Typically, kids learn counting/arithmetic in elementary school (K-5) and then spend the next 3 full years spinning their wheels without learning much new math, only moving on to Algebra I in 9th grade.

If you take those 3 years and put them to good use, you can actually enable many kids to cover all of high school math during those years and pass the AP Calculus BC exam by the end of 8th grade, without spending any extra time doing math.

What? How is that possible? And what share of students do you estimate this to be? Is this just the top 10%? 1%? 0.1%? 0.01%?

The top 10% can learn all of high school math plus calculus *in middle school* if they are taught efficiently. Just typical honors kids. They don’t have to be geniuses, don’t even have to spend more time on school. They just need to use time efficiently.

I know that may sound shocking but it’s what we did in our original school program. It’s the most accelerated math program in the USA, there have been plenty of other news articles written about it, and there’s plenty of other information straight from the horse’s mouth including a summary of events 2014-20 (from Sandy and Jason’s perspective), a summary of events 2019-23 (from my perspective, with a focus on teaching in the school program and getting the algorithms in place to turn it into a fully automated system), and another summary of events 2014-20 that I gave on Anna Stokke’s Chalk and Talk Podcast #42 (I’ll paste the relevant snippet below):

  • "So back to this eighth graders taking AP Calc BC story. We originally started as a nonprofit school program founded by Jason and Sandy Roberts. One of their kids, Colby, was on the fourth-grade math field day team, and his parents were coaching that team. Their kid and his friends were all really excited about learning math, so they did the standard fourth-grade field day stuff. But the kids were so excited that they didn’t want to just stop at fourth grade. Something they would often ask Jason and Sandy was, “What’s the highest level of math?”

    Jason and Sandy would have to say, “Well, it goes really, really high, but for your purposes, let’s just say it’s calculus, because that’s what seniors in high school take if they are on the honors track.” And the next question was, of course, “When do we get to learn it? Can we learn it now? Can we learn calculus tomorrow?” They were just so excited about it.

    Jason and Sandy were teaching a bunch of these kids advanced math, even through fifth grade. They got up through a bunch of high school math and to the point where they could start learning calculus. One thing led to another, and this turned into an official school program that was not just a pullout class but became a daily Math Academy class. There were other cohorts that came in following years.

    What this turned into was that we would get students in sixth grade who were solid on their arithmetic. They might know what a variable is, but they didn’t really know how to solve equations or anything. They were kind of at an early pre-algebra level. We would scaffold them up, teach them all of high school math within the next two years—sixth and seventh grade. Pre-algebra, algebra one, geometry, algebra two, and pre-calculus. In eighth grade, they’d be ready to take calculus.

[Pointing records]

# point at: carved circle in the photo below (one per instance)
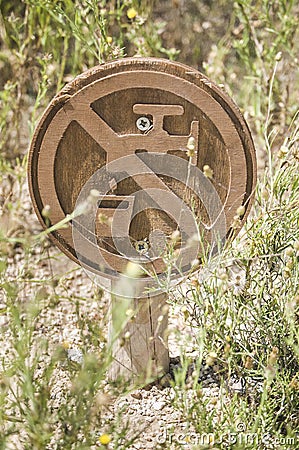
(92, 123)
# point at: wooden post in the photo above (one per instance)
(139, 343)
(148, 110)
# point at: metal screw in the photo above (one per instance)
(143, 123)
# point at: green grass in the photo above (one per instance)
(244, 315)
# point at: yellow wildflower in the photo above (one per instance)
(105, 439)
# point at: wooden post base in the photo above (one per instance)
(140, 350)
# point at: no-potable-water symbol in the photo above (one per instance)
(122, 129)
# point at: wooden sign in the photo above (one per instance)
(162, 149)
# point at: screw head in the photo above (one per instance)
(143, 123)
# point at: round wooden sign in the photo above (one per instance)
(148, 152)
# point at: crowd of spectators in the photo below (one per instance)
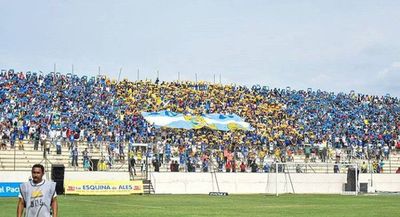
(66, 110)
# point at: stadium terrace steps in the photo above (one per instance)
(24, 159)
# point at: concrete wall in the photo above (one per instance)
(251, 183)
(235, 183)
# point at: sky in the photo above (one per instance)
(333, 45)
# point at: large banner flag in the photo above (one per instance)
(213, 121)
(103, 187)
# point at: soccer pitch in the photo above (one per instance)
(232, 205)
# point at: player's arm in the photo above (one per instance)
(20, 207)
(54, 206)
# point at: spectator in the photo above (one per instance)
(74, 154)
(242, 167)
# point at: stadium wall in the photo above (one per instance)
(260, 183)
(23, 176)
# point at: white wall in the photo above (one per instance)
(250, 183)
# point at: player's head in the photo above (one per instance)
(37, 173)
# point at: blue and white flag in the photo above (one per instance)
(213, 121)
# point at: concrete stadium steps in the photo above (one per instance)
(24, 159)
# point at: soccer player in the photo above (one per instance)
(37, 196)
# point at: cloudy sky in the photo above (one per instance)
(329, 45)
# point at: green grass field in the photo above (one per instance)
(232, 205)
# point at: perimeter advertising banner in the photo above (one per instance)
(9, 189)
(103, 187)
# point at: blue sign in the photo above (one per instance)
(9, 189)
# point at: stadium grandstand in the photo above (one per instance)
(95, 123)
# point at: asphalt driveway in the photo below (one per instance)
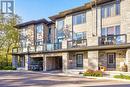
(40, 79)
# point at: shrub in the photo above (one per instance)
(121, 76)
(7, 68)
(93, 73)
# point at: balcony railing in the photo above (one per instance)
(113, 39)
(38, 48)
(77, 43)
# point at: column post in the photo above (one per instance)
(27, 62)
(65, 57)
(128, 59)
(15, 61)
(93, 60)
(44, 63)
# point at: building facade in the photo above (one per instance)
(87, 37)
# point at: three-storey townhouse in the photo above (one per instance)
(88, 37)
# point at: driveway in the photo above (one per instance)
(40, 79)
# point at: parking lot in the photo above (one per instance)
(40, 79)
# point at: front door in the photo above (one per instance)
(111, 60)
(79, 60)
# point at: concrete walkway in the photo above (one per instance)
(40, 79)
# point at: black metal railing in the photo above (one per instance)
(113, 39)
(38, 48)
(77, 43)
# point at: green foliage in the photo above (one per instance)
(7, 68)
(93, 73)
(121, 76)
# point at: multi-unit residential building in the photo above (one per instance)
(87, 37)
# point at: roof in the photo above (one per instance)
(34, 22)
(86, 6)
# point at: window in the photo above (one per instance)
(23, 37)
(117, 30)
(60, 26)
(103, 12)
(49, 35)
(39, 34)
(79, 19)
(104, 32)
(79, 60)
(111, 60)
(39, 28)
(117, 7)
(113, 30)
(110, 31)
(110, 10)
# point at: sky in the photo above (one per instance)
(38, 9)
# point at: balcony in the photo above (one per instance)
(113, 40)
(77, 43)
(39, 48)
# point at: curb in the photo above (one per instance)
(89, 77)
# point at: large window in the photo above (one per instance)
(110, 10)
(79, 60)
(79, 19)
(39, 34)
(23, 37)
(111, 60)
(113, 30)
(118, 7)
(60, 26)
(49, 35)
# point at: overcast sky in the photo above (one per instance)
(37, 9)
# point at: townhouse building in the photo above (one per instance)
(87, 37)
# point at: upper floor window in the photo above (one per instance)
(23, 34)
(113, 30)
(59, 31)
(39, 34)
(49, 35)
(80, 36)
(79, 19)
(118, 8)
(60, 24)
(39, 28)
(110, 10)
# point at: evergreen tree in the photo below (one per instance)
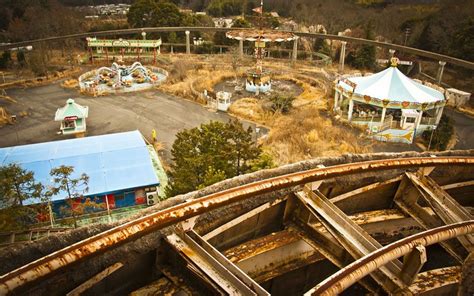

→ **STATED TASK 1**
Name each course the text on accelerated middle school math lists as part of the high school math taught in sixth and seventh grade.
→ **STATED TASK 2**
Please transcribe the text on accelerated middle school math from "If you take" to "time doing math.".
→ **STATED TASK 3**
Continue the text on accelerated middle school math from the point where it stops.

→ **RIGHT ANSWER 1**
Pre-algebra, algebra one, geometry, algebra two, pre-calculus

→ **RIGHT ANSWER 2**
If you take those 3 years and put them to good use, you can actually enable many kids to cover all of high school math during those years and pass the AP Calculus BC exam by the end of 8th grade, without spending any extra time doing math.

→ **RIGHT ANSWER 3**
    Then, they would take the AP Calculus BC exam. We got to the point where most of the students who took the AP Calc BC exam in eighth grade passed, and most who passed got a perfect five out of five on the exam.

    A couple of things I should say, these are not national talent search students.

    How the kids were selected was that they scored at or above the 90th percentile on a middle school math placement exam, which is typically taken by all fifth graders in the district around February or March. They were then invited to join the program. It's a seventh-grade math skills test, so it provides a somewhat high skill level, but it's not designed to identify math aptitude.

    This is also in the Pasadena Unified School District, where about two-thirds of the student population qualifies for the federal free and reduced lunch program, and about 44 percent of all K-12 students are educated in private schools, compared to the California average of 11%.

    This is not a particularly talented group of students. It's not a biased group of the top students in the nation. Just think of a standard school and kids in the standard honors class. They can be accelerated way, way, way higher than they currently are.

    When Jason and Sandy were teaching, they were doing this all manually and achieving very good results. But these results got even better once students started working on the Math Academy system. Jason got tired of the kids saying, “I forgot to do my homework,” or “Oh, I forgot a pencil,” or all these excuses for not doing work. So, he just built a system where he could pick problems for them to do, and then all they had to do was log in at home and do the problems online.

    It would automatically grade the problems and keep track of all the kids’ stats, keep track of the class accuracy, and various topics. Over time, this evolved into a system that did more and more of the teaching work.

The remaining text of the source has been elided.